──────── Data supplied ────────

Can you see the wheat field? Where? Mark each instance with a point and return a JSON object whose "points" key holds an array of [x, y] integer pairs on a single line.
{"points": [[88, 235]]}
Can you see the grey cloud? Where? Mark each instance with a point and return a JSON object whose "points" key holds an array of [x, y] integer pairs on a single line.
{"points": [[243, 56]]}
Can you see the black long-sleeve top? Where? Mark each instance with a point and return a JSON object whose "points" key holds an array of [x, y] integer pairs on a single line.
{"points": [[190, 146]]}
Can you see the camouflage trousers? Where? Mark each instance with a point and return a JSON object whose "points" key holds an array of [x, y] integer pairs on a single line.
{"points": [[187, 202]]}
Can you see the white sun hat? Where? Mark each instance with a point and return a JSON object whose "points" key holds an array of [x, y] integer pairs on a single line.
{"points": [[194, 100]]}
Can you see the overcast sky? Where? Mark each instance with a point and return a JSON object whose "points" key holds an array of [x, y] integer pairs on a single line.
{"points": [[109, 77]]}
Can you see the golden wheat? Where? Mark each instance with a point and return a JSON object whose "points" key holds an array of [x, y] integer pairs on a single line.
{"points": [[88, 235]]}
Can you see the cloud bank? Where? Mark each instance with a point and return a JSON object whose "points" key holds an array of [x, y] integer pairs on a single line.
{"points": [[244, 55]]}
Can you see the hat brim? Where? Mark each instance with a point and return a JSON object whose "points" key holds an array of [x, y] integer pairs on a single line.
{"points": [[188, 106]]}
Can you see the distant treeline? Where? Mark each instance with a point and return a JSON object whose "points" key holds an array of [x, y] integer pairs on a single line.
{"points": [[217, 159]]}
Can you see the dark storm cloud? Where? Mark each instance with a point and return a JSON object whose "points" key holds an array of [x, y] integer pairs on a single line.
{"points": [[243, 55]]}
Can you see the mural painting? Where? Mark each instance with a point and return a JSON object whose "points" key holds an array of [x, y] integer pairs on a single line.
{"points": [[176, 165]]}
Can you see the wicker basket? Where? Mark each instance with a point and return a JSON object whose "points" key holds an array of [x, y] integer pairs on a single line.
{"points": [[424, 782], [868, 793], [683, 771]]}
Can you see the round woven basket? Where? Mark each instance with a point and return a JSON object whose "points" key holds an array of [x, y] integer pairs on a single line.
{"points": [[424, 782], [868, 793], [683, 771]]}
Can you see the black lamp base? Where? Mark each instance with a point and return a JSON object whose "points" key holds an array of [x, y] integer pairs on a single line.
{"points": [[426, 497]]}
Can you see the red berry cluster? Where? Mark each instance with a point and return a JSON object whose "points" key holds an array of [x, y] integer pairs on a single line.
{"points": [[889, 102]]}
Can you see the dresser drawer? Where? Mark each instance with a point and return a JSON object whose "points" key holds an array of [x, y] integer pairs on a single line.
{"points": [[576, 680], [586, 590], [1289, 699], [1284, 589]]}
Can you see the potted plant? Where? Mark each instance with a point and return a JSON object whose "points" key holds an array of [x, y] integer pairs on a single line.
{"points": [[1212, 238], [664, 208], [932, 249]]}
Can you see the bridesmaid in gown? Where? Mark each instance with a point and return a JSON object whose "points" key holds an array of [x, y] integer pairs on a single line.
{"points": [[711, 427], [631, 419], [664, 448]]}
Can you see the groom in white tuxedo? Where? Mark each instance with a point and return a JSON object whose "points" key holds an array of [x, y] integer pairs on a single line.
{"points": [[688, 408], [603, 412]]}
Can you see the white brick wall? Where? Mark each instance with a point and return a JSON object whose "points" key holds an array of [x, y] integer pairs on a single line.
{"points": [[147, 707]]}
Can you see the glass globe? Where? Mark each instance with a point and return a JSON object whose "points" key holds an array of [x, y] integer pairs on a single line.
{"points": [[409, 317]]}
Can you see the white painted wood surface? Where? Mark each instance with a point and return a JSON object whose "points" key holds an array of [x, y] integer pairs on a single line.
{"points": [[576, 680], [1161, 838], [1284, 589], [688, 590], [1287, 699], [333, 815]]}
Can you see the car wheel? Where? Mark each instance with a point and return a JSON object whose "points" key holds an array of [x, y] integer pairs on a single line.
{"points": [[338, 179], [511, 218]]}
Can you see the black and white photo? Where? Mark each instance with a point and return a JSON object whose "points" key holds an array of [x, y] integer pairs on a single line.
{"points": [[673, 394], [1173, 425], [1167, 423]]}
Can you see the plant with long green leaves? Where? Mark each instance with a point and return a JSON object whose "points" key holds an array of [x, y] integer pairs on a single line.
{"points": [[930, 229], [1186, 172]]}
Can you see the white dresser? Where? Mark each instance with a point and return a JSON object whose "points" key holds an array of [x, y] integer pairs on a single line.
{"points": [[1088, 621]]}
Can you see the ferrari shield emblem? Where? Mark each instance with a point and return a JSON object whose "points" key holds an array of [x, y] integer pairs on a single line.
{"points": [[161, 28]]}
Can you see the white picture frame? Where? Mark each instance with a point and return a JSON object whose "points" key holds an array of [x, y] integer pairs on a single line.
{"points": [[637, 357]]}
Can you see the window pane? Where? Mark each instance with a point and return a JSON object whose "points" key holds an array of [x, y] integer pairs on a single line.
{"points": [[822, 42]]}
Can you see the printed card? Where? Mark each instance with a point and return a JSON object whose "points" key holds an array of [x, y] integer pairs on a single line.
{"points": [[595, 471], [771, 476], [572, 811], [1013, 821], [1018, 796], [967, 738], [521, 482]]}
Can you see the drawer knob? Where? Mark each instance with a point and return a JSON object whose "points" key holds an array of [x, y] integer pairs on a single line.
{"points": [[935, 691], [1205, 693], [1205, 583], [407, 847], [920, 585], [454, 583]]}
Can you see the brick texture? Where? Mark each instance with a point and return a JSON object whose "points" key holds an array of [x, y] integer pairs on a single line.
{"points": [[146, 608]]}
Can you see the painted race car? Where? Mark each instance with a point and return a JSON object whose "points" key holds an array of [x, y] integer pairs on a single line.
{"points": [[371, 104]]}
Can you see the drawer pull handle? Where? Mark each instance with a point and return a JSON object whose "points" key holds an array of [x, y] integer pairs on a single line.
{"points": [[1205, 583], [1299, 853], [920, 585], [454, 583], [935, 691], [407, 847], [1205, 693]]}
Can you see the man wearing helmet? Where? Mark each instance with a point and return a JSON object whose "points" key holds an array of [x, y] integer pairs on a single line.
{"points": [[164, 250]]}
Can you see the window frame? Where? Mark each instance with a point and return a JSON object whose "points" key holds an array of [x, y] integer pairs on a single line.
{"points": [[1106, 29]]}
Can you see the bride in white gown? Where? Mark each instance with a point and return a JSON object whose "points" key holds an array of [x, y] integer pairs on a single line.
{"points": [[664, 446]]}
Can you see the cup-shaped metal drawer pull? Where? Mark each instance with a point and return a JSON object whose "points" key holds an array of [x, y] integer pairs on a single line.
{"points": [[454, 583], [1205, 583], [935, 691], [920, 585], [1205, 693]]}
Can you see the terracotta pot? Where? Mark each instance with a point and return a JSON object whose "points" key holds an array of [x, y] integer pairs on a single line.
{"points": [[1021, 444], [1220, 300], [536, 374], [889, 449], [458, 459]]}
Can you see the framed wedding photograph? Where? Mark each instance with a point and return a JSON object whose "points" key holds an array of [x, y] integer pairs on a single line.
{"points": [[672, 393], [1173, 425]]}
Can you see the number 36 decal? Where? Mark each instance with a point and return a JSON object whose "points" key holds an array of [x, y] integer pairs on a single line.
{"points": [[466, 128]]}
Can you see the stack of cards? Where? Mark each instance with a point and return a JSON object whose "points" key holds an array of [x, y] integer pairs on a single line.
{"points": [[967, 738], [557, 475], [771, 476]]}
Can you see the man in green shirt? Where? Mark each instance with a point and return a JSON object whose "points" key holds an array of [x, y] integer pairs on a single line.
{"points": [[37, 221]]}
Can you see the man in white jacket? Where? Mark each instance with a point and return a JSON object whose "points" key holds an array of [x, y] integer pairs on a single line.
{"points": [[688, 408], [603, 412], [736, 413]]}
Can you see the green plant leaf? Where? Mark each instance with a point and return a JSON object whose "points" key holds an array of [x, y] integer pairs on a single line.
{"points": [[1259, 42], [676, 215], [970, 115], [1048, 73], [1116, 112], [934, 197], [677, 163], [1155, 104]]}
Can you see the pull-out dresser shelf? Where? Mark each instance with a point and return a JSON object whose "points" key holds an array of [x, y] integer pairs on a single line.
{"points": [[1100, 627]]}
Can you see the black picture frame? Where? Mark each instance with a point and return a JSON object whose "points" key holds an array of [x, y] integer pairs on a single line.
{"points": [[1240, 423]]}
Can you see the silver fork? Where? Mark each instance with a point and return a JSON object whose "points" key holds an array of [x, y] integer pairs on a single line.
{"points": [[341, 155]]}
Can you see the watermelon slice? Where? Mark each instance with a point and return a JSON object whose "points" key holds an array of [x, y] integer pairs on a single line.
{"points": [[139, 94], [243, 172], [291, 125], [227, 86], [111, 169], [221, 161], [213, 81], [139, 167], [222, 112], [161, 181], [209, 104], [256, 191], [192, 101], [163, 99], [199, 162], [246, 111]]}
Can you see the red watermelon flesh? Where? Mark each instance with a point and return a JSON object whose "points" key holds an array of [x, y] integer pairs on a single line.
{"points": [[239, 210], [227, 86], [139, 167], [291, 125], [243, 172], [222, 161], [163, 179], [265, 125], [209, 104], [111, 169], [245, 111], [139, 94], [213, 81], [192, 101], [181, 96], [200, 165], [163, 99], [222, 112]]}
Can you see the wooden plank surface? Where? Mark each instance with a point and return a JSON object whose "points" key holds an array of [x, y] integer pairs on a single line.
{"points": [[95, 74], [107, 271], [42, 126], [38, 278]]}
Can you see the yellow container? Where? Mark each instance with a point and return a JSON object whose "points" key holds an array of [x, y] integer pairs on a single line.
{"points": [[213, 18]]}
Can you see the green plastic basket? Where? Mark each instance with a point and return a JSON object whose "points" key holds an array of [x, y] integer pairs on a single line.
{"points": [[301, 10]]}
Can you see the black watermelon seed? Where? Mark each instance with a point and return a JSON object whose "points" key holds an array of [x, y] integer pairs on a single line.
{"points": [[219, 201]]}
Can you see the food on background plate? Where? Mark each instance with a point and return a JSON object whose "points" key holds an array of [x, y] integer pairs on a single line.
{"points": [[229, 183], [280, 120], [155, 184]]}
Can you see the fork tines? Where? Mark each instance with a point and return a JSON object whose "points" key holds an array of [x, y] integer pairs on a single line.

────────

§ Exercise details
Write out only what runs from the line holding "Can you see the black watermelon" through the last line of the records, exactly as shown.

§ Written answer
Can you see the black watermelon seed? Where? Mark each instance with a point and return a JSON object whose "points" key holds an array of [x, y] integer pairs on a single line.
{"points": [[219, 201]]}
Can you see the food on background plate? Where? Mark each instance with a point and return a JSON object whose "points" key holds an array of [x, y] integer pairs on a single line.
{"points": [[229, 183], [280, 120], [155, 184]]}
Can you see the fork tines? Where? Mark each instance with a point and return a JSON object whose "points" key holds an array of [x, y] integer pairs on a single line.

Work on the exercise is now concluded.